***** Текст страницы *****

# Наше творчество > Авторские песни и совместные проекты >  Привет от Доктора Базина

## BAZIN

*Работы*  можно послушать вот http://musicdepo.ru/profile.php * Архив коллекции Русский рок* (плюсы и минусы) http://www.realmusic.ru/ennas/   (листаем страницы вверху справо)

----------


## Лев

*BAZIN*,
 Привет-привет! Кто-то обещал "А на воле" озвучить или обещанного три года ждать?:rolleyes:

----------


## BAZIN

*Лев* Зачем три года ..песня отдана ЕВГЕН (у) есть такой шансонье ,после праздников запишу его .И еще немного сделал переделку и записал на вашу муз. одну вещь. Сбросте адрес вышлю.

----------


## BAZIN

*Лев*   Отправил песню на ваш адрес УШЛА.

----------


## aigul

*BAZIN*,а то что я высылала как?

----------


## BAZIN

*aigul*   Вы пишите пожалуйста ВАШИ ИМЕНА и названия песен,а то я по НИКАМ и не пойму кто это ...

----------


## BAZIN

*aigul*   Как я понял по месту жительства ..это [B]Елена Радькова [ В теме НОВЫЕ ИМЕНА,значит ваши песни уже поют.

----------


## BAZIN

*Доктор Базин* http://musicdepo.ru/users/BAZIN1970   Вот эта ссылка точнее.

----------


## aigul

*BAZIN*, спасибо!  :Aga: А ваши ребята пели?

----------


## BAZIN

*aigul*  Да вашу песню *Я хочу быть с тобой* поют,после праздников запишу и отправлю вам.

*****

* [Письменное задание a]: Перепишите дословно фрагмент текста страницы от слов «# Наше творчество» до слов «страницы вверху справо)».

***** Данные упражнения *****

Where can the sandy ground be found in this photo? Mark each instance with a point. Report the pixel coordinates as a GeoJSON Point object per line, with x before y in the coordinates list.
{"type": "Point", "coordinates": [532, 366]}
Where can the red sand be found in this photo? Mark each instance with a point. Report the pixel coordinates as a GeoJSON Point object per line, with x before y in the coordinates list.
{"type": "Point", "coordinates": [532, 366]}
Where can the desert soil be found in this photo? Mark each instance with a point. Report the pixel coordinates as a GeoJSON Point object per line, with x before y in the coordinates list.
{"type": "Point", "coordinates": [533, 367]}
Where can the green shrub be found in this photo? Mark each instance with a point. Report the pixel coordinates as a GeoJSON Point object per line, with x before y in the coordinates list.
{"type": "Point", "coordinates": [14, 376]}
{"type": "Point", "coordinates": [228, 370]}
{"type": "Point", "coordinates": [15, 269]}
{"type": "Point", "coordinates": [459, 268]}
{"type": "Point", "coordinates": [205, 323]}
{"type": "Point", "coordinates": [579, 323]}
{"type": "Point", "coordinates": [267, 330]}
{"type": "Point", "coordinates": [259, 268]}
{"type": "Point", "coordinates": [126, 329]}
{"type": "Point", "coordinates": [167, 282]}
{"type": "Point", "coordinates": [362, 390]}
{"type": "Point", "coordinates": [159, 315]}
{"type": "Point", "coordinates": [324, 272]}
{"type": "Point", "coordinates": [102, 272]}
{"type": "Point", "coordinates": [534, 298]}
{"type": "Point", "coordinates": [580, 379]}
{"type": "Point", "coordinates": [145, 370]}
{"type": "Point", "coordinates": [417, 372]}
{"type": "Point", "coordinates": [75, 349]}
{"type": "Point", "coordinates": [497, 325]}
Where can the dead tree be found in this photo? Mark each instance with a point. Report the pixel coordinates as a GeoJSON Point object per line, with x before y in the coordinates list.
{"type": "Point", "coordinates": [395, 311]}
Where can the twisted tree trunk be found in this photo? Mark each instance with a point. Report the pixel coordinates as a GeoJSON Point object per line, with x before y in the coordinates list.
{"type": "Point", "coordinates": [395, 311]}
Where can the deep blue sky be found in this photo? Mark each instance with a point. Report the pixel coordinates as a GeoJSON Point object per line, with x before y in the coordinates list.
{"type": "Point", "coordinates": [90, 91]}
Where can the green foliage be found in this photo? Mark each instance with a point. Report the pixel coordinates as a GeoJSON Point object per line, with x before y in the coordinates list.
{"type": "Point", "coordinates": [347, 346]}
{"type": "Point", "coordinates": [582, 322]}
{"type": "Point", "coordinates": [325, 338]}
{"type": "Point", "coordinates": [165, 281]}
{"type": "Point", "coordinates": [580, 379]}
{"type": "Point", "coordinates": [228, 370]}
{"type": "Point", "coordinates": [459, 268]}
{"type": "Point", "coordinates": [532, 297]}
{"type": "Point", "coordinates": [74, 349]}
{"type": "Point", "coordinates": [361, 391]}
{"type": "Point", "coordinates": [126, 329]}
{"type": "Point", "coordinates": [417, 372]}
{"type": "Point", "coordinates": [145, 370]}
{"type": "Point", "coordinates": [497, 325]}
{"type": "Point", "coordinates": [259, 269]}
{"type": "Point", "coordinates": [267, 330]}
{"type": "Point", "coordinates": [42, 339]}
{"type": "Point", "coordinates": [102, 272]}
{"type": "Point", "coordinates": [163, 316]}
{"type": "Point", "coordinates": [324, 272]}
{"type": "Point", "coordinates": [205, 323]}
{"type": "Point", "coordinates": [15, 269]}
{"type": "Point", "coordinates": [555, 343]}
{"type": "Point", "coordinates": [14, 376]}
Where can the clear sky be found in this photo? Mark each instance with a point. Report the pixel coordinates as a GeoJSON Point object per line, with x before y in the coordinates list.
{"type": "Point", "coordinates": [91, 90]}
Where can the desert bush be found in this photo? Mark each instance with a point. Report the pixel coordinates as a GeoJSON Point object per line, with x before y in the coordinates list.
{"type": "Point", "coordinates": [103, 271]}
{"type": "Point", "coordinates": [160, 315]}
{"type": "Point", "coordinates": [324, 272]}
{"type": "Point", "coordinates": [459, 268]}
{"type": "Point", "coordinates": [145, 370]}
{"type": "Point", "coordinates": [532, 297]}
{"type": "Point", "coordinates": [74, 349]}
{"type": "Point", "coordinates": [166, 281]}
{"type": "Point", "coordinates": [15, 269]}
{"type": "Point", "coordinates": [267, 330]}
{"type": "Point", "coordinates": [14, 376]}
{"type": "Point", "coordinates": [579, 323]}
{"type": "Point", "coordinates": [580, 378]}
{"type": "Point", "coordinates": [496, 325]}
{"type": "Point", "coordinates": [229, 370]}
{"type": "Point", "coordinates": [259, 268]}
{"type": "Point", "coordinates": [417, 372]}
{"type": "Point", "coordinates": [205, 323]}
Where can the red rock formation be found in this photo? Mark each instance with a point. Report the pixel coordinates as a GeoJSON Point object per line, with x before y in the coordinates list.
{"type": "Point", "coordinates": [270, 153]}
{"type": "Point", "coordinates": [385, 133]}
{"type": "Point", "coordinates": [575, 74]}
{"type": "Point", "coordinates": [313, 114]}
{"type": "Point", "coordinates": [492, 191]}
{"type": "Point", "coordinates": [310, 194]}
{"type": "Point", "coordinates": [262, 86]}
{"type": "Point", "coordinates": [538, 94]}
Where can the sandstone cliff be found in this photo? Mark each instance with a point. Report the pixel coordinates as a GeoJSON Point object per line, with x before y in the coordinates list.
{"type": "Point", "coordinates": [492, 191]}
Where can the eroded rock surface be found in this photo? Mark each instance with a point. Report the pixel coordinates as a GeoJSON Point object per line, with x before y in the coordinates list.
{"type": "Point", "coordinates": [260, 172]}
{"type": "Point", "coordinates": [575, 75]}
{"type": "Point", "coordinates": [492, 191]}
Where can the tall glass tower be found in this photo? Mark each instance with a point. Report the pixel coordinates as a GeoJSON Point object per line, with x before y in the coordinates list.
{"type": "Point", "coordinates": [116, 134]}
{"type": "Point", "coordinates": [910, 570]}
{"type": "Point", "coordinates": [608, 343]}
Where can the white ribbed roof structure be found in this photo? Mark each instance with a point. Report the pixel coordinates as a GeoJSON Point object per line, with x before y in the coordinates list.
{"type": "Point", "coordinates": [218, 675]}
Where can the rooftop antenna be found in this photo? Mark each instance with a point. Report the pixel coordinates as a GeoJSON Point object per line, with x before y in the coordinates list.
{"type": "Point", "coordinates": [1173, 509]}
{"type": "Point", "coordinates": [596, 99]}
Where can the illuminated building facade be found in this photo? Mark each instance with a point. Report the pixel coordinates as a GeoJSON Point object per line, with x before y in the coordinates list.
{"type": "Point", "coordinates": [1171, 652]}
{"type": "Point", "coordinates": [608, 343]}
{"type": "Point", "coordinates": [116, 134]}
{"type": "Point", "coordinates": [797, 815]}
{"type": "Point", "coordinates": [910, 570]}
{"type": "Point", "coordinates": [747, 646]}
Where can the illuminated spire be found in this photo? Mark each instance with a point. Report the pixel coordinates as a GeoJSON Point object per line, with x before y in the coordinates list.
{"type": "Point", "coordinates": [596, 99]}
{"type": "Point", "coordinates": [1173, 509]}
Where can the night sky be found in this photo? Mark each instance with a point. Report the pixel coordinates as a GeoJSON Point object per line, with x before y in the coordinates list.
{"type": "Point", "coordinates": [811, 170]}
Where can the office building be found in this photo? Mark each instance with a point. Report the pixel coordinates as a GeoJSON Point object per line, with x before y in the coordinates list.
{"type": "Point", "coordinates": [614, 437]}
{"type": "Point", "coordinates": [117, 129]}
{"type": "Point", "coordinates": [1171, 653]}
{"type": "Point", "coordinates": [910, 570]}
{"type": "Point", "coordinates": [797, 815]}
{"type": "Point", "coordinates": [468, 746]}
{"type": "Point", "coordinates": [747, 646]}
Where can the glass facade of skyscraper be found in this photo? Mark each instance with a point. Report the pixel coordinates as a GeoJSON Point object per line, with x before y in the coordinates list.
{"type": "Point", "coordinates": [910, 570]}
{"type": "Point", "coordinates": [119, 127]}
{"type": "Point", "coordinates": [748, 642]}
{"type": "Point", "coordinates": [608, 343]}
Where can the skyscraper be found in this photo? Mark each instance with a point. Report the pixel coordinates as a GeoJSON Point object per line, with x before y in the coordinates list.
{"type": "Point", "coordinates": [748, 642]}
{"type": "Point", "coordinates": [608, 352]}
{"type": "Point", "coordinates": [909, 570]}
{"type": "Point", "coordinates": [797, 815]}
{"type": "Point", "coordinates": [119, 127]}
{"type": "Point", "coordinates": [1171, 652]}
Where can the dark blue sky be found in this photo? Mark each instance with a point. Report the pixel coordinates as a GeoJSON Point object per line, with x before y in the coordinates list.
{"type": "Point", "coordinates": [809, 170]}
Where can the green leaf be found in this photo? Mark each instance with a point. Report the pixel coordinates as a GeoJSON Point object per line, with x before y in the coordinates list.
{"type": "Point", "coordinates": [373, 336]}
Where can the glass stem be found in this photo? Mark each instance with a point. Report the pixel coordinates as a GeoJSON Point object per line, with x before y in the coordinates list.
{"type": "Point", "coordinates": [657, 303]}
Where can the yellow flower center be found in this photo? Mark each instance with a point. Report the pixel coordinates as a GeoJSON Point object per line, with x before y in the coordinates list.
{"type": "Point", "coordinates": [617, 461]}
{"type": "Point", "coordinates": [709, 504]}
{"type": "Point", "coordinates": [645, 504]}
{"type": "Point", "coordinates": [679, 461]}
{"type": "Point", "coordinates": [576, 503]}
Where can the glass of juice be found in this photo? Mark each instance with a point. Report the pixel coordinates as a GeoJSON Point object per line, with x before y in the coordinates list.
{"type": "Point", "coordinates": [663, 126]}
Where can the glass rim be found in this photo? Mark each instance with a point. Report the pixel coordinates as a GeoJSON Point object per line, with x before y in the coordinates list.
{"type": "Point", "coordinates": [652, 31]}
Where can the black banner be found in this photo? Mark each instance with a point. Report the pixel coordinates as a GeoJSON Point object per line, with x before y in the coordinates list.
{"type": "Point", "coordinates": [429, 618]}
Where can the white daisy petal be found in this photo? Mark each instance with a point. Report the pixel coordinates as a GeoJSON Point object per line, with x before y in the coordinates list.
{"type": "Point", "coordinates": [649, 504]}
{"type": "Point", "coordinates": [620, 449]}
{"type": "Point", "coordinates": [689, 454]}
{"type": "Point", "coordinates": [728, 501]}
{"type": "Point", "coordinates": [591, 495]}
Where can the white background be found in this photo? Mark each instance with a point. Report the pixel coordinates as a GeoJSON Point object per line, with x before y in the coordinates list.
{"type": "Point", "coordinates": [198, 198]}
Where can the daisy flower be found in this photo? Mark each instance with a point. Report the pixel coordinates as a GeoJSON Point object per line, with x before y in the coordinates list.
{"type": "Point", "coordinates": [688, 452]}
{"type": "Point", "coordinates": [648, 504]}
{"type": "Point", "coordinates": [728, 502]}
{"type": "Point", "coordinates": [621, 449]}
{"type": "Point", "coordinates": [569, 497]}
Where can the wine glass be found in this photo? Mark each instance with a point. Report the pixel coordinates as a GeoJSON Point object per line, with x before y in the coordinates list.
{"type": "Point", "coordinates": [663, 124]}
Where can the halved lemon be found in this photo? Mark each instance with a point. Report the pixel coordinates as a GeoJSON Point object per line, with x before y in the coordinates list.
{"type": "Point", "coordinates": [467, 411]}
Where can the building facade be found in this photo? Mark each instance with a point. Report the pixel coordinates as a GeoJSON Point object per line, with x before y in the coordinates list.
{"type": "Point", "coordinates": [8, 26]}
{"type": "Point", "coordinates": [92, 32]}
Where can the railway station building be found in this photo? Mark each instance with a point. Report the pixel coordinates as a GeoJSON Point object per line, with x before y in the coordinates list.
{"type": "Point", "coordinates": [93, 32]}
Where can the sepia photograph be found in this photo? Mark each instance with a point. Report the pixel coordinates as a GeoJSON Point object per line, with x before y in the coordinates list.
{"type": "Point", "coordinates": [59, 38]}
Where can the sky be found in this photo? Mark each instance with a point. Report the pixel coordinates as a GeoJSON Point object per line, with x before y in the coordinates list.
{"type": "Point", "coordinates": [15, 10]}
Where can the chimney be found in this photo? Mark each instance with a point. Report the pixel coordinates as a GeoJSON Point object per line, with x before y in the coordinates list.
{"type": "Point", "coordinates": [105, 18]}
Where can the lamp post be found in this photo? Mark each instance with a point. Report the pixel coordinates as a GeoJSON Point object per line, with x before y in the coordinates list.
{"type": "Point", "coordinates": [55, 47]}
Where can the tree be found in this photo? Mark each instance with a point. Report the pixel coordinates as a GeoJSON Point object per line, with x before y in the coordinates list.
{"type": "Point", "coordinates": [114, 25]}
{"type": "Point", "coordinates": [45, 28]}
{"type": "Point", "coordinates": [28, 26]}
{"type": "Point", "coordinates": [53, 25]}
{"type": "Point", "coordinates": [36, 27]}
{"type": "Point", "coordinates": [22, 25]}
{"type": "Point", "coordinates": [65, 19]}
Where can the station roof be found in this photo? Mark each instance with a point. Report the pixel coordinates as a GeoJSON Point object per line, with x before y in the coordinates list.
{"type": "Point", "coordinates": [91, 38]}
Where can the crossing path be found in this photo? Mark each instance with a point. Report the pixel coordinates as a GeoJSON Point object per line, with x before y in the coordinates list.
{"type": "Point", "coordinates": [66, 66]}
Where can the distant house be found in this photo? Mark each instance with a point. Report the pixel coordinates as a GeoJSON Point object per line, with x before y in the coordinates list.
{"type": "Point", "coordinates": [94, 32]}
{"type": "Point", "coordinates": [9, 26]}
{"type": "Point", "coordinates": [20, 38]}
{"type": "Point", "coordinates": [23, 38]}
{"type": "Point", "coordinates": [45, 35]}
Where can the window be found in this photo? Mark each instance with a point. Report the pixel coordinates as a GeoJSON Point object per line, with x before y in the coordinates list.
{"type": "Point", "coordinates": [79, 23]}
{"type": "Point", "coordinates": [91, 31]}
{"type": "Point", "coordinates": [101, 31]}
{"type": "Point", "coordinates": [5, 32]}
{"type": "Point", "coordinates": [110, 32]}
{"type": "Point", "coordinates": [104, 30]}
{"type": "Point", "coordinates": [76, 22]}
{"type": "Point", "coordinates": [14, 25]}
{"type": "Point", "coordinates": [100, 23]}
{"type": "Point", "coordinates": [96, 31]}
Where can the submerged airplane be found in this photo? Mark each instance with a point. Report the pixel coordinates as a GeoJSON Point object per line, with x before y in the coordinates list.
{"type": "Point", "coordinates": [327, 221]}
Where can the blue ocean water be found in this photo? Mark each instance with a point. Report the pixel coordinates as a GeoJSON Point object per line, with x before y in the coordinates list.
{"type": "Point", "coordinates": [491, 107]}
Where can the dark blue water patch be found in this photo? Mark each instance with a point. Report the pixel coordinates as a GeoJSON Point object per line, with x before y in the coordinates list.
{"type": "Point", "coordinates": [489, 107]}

*****

* [Письменное задание b]: Пожалуйста, приведите все строки записей, в которых встречается слово «facade», с учетом регистра букв.

* [Верный ответ a]:
# Наше творчество > Авторские песни и совместные проекты >  Привет от Доктора Базина

## BAZIN

*Работы*  можно послушать вот http://musicdepo.ru/profile.php * Архив коллекции Русский рок* (плюсы и минусы) http://www.realmusic.ru/ennas/   (листаем страницы вверху справо)

* [Верный ответ b]:
Where can the illuminated building facade be found in this photo? Mark each instance with a point. Report the pixel coordinates as a GeoJSON Point object per line, with x before y in the coordinates list.
Where can the glass facade of skyscraper be found in this photo? Mark each instance with a point. Report the pixel coordinates as a GeoJSON Point object per line, with x before y in the coordinates list.
Where can the building facade be found in this photo? Mark each instance with a point. Report the pixel coordinates as a GeoJSON Point object per line, with x before y in the coordinates list.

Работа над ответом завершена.